→ **What is being asked**
Go through the entries below and write each one out exactly.

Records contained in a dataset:
^^^^^^^^^^^^^^^^

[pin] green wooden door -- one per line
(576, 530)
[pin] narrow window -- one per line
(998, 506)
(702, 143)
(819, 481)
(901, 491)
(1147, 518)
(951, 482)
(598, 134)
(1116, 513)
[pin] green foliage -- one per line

^^^^^^^^^^^^^^^^

→ **The completed task**
[pin] green wooden door -- one per line
(576, 530)
[pin] narrow window -- one per line
(998, 506)
(702, 143)
(819, 481)
(901, 491)
(1147, 518)
(951, 482)
(598, 134)
(1116, 513)
[pin] green foliage -- one per line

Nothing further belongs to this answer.